**Exercise data:**
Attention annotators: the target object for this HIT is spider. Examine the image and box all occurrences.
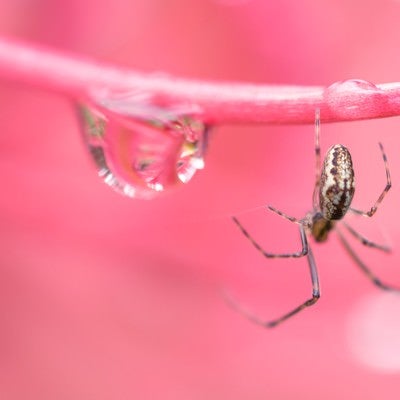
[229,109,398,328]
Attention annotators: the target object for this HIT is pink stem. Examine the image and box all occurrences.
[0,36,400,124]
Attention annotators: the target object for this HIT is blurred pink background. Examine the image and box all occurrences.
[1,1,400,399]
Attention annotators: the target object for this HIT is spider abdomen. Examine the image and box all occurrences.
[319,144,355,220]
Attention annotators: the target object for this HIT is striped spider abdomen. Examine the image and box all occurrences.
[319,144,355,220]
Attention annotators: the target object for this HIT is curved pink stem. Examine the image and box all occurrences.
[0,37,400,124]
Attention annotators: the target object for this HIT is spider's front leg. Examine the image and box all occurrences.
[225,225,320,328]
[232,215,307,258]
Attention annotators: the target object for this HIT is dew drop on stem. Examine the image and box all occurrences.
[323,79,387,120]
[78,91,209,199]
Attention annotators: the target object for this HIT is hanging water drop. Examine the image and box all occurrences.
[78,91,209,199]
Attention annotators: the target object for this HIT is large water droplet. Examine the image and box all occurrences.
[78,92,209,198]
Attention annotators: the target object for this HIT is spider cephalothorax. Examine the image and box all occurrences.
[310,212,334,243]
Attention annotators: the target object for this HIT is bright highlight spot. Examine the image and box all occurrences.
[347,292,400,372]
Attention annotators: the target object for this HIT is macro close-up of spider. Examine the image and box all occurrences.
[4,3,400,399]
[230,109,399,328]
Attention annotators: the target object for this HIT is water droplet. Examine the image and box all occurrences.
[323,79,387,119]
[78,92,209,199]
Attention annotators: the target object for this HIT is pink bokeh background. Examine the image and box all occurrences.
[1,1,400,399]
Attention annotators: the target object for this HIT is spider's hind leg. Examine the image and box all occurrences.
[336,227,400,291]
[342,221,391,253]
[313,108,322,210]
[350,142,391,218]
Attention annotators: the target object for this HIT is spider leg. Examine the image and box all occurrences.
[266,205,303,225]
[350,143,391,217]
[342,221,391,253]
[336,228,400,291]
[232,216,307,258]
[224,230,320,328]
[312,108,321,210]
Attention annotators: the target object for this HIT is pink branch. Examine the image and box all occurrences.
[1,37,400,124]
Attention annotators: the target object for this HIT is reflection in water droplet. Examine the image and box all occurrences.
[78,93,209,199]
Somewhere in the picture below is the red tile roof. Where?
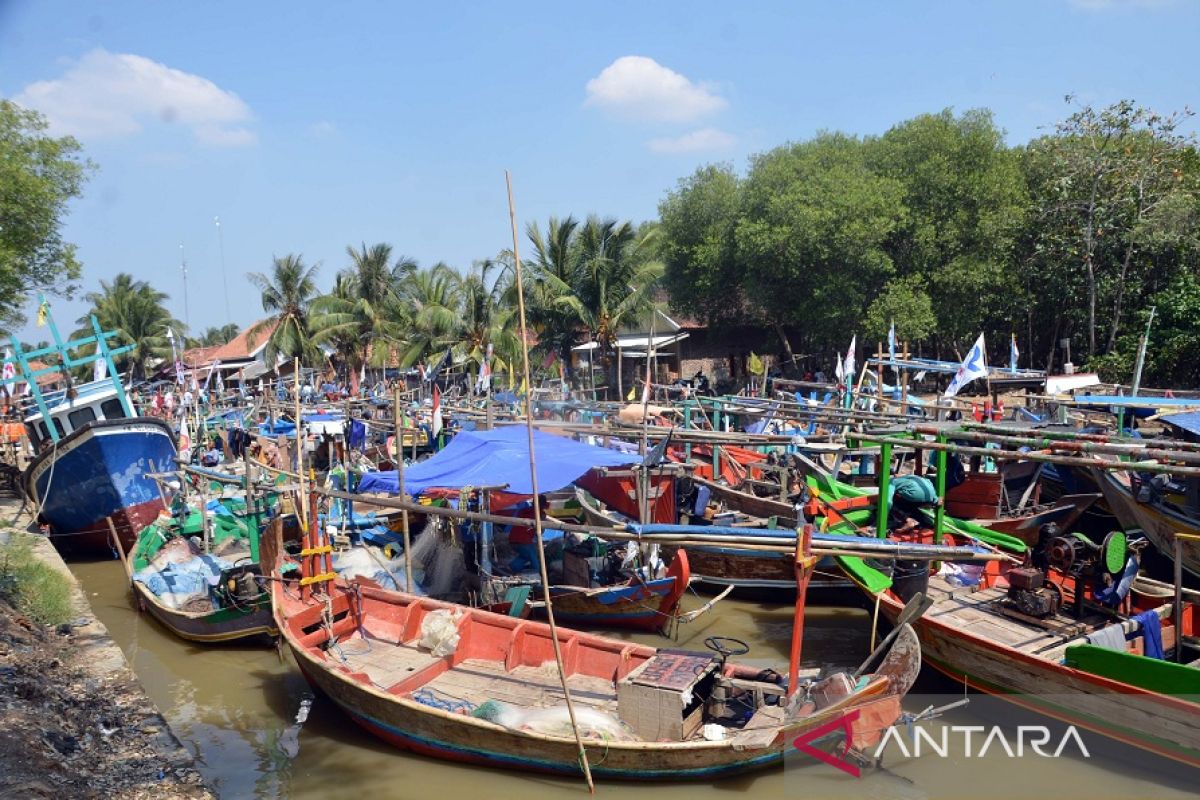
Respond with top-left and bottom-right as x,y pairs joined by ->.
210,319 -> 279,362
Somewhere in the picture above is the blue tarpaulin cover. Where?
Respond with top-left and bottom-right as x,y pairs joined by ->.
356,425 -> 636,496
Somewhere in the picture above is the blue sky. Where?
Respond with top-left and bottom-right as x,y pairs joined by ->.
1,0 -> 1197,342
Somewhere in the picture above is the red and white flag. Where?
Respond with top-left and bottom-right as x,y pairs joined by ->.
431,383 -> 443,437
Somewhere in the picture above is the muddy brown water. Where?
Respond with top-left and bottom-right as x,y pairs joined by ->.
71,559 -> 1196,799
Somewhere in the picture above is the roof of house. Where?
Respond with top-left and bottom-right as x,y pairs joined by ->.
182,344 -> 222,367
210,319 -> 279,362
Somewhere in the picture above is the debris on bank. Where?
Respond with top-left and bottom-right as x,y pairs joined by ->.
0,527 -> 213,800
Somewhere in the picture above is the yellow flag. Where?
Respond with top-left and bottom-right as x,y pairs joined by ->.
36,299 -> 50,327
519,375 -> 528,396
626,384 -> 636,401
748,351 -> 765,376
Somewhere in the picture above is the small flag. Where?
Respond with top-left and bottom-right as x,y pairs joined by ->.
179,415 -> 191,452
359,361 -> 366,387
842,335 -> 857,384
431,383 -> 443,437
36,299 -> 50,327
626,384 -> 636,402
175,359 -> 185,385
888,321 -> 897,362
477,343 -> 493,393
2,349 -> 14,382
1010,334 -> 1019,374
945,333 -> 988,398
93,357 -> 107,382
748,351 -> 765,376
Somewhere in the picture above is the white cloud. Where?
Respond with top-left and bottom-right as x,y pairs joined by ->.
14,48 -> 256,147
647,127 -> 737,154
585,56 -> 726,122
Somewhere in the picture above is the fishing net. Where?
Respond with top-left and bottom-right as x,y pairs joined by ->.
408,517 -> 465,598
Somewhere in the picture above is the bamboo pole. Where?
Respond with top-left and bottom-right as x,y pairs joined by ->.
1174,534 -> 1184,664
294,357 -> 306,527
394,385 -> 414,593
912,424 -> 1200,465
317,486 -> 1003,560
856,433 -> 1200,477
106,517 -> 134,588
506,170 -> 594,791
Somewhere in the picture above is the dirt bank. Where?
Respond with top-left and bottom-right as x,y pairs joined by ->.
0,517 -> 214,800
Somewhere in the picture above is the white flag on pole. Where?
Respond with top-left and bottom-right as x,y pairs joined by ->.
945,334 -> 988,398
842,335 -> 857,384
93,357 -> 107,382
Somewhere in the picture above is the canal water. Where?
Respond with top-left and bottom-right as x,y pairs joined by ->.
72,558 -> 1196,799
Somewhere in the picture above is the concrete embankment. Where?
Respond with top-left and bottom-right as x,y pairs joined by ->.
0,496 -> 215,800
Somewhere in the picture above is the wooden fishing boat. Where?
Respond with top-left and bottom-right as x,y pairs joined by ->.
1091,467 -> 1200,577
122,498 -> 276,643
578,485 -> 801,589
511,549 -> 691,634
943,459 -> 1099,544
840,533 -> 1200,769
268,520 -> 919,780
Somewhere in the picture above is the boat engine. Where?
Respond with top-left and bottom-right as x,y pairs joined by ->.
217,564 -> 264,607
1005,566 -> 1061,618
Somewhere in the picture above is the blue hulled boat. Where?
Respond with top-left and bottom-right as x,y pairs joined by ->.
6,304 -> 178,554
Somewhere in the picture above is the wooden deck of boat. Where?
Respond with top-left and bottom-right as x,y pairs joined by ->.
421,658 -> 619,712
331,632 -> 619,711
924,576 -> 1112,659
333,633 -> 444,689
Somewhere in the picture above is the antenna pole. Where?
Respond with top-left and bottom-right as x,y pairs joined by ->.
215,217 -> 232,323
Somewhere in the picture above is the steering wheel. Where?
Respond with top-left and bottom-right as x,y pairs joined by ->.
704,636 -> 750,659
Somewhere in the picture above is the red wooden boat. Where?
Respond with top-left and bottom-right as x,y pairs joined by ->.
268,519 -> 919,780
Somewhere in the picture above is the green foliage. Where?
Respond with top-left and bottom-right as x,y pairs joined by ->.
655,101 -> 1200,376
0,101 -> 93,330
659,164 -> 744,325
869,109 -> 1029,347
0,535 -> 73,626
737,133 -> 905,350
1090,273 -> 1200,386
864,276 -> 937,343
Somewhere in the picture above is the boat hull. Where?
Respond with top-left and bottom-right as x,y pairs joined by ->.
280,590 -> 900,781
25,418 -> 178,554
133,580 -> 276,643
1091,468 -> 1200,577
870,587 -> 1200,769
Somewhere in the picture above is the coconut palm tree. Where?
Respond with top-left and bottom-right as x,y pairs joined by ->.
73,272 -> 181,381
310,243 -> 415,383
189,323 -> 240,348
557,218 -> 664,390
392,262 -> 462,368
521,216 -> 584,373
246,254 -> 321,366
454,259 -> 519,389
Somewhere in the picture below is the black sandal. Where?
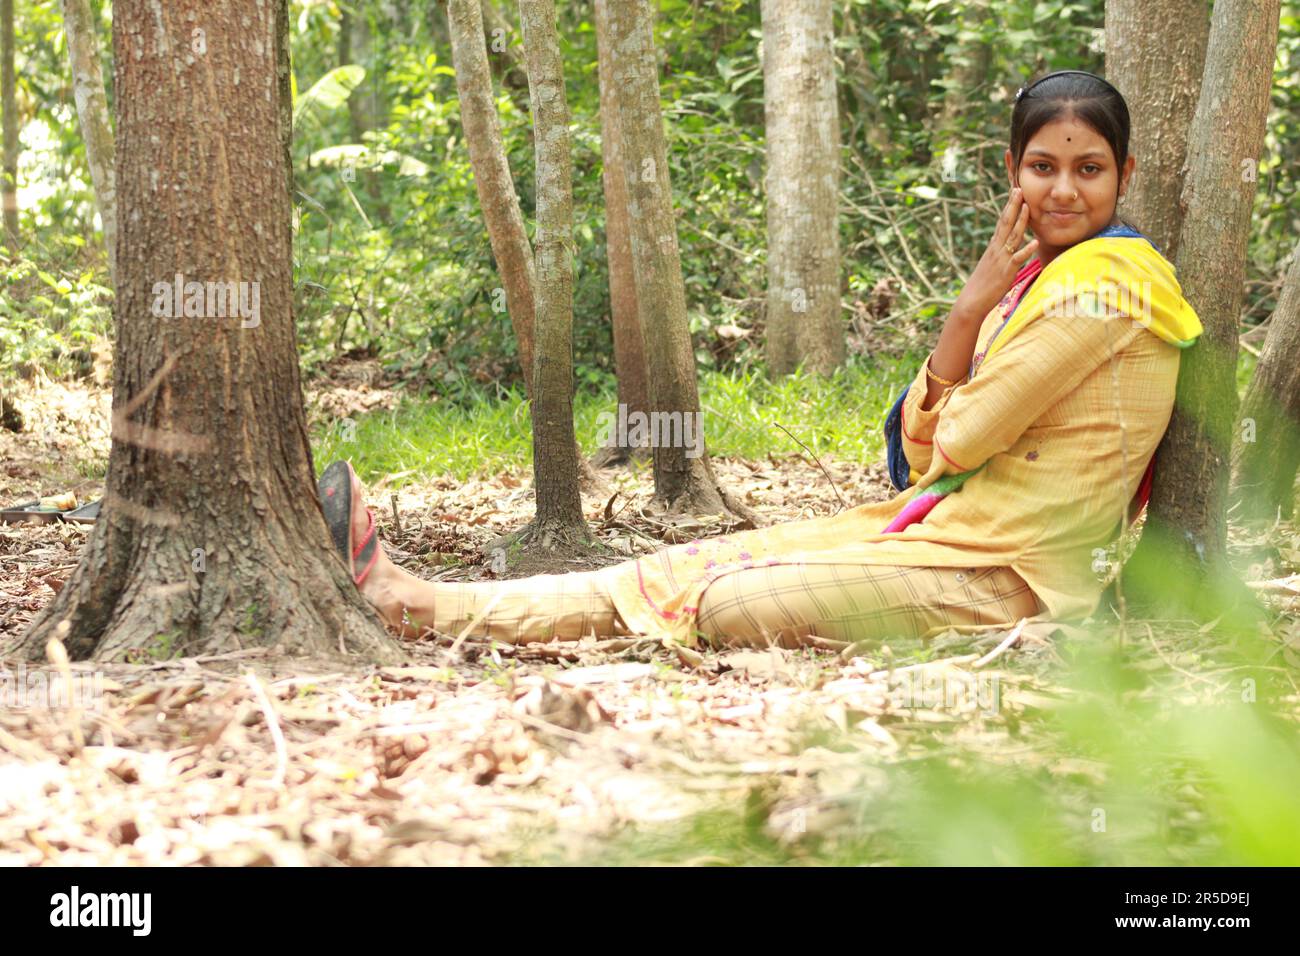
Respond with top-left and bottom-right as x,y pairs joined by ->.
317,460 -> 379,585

**Problem description:** Look through the records and count each line that holds "white". Write only the total.

**Answer space:** 3